■ **Data supplied**:

:::::

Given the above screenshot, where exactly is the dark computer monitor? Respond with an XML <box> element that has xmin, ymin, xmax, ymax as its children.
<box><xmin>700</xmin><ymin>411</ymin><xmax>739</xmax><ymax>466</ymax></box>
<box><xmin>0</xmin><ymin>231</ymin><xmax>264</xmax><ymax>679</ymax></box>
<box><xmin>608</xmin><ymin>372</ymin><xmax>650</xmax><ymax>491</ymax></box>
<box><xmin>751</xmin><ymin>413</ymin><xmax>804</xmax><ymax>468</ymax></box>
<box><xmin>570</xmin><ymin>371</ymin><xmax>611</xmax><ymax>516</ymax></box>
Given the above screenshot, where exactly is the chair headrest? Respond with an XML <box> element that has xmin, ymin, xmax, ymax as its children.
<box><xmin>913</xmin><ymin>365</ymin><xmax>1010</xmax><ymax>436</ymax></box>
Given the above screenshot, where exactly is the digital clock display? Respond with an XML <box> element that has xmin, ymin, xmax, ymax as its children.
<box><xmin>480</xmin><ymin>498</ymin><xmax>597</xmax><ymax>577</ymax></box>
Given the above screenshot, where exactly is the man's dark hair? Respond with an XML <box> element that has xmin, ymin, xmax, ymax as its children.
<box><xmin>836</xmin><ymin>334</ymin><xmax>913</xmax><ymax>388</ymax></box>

:::::

Return all of the records above word for word, keeping every line unchanged and in its original order.

Given the above screenshot, where exactly is the dark computer monitor? Respond with an XML <box> element that has xmin, ymin, xmax, ymax as its children.
<box><xmin>700</xmin><ymin>411</ymin><xmax>739</xmax><ymax>466</ymax></box>
<box><xmin>0</xmin><ymin>231</ymin><xmax>264</xmax><ymax>679</ymax></box>
<box><xmin>608</xmin><ymin>372</ymin><xmax>650</xmax><ymax>491</ymax></box>
<box><xmin>751</xmin><ymin>413</ymin><xmax>804</xmax><ymax>468</ymax></box>
<box><xmin>570</xmin><ymin>371</ymin><xmax>611</xmax><ymax>516</ymax></box>
Given the above screenshot, where exactly is the chair headrest? Respond with an XML <box> element that has xmin, ymin, xmax, ymax as its children.
<box><xmin>913</xmin><ymin>365</ymin><xmax>1010</xmax><ymax>436</ymax></box>
Given the above screenshot, where exactly is the digital clock display? Respond with an XML <box> element that has xmin, ymin, xmax, ymax as its children.
<box><xmin>480</xmin><ymin>498</ymin><xmax>597</xmax><ymax>577</ymax></box>
Given the above screenshot, where exactly is the man's dark hair? Respond with an XML <box> element that has xmin, ymin, xmax, ymax as its children.
<box><xmin>836</xmin><ymin>334</ymin><xmax>913</xmax><ymax>388</ymax></box>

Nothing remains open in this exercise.